> Goal of the exercise
Transcribe the records underneath word for word, and leave no line out.
===== Source records =====
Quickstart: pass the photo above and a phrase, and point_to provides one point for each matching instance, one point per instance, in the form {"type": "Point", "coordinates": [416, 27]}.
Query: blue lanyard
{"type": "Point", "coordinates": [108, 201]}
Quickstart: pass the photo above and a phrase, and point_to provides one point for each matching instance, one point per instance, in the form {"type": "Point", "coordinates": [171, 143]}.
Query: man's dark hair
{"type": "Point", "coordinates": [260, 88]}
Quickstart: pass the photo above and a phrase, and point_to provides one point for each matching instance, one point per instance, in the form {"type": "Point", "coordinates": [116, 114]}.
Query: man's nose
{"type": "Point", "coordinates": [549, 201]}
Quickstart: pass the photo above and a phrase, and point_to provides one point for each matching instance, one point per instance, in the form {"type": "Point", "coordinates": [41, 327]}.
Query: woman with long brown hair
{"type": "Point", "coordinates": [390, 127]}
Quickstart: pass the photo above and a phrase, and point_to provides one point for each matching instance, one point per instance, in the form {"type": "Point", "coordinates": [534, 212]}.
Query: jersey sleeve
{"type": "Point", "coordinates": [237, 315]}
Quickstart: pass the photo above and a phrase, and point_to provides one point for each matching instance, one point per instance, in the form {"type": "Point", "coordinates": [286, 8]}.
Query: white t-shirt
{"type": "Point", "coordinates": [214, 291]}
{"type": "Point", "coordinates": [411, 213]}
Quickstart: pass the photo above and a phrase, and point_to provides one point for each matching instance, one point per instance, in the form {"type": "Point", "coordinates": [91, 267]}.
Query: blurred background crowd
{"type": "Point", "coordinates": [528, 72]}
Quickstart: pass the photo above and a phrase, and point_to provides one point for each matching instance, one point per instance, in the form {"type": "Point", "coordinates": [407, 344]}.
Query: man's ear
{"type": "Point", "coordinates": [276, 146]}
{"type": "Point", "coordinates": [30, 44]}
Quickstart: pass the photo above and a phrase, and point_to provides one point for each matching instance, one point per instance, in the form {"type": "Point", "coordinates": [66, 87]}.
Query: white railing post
=====
> Response to the exercise
Quickstart: pass the photo above and a phrase, and point_to provides one point for each matching instance, one point per instance, in the form {"type": "Point", "coordinates": [416, 27]}.
Query: blue lanyard
{"type": "Point", "coordinates": [108, 201]}
Quickstart: pass the photo above and a phrase, and point_to provides one point for each matching instance, one point per instance, in the form {"type": "Point", "coordinates": [171, 143]}.
Query: man's dark hair
{"type": "Point", "coordinates": [260, 88]}
Quickstart: pass the photo above and a phrase, and point_to provides one point for each matching instance, one point per instance, in the form {"type": "Point", "coordinates": [116, 114]}.
Query: man's nose
{"type": "Point", "coordinates": [549, 201]}
Quickstart: pass the photo above and a phrase, and point_to provides one point for each matching instance, one point per instance, in the form {"type": "Point", "coordinates": [41, 327]}.
Query: woman with long brown hair
{"type": "Point", "coordinates": [390, 127]}
Quickstart: pass the photo above and a phrase, and point_to provides one point for each matching instance, one point per instance, in the form {"type": "Point", "coordinates": [534, 212]}.
Query: jersey sleeve
{"type": "Point", "coordinates": [237, 315]}
Quickstart: pass the photo above and a phrase, and point_to provides one point for each matching instance, one point per instance, in the form {"type": "Point", "coordinates": [286, 8]}.
Query: white t-shirt
{"type": "Point", "coordinates": [214, 291]}
{"type": "Point", "coordinates": [411, 213]}
Quickstart: pass the photo above and a phrase, and point_to provides one point for each matching instance, one point per instance, in the form {"type": "Point", "coordinates": [91, 267]}.
Query: blurred background crowd
{"type": "Point", "coordinates": [528, 72]}
Quickstart: pass the photo above and a phrase, and point_to provides one point for each matching instance, one point per instance, in the form {"type": "Point", "coordinates": [407, 344]}.
Query: man's ear
{"type": "Point", "coordinates": [276, 146]}
{"type": "Point", "coordinates": [30, 44]}
Quickstart: pass the photo above and a phrase, and point_to provides one point for each matching instance, one point per instance, in the form {"type": "Point", "coordinates": [66, 87]}.
Query: white railing post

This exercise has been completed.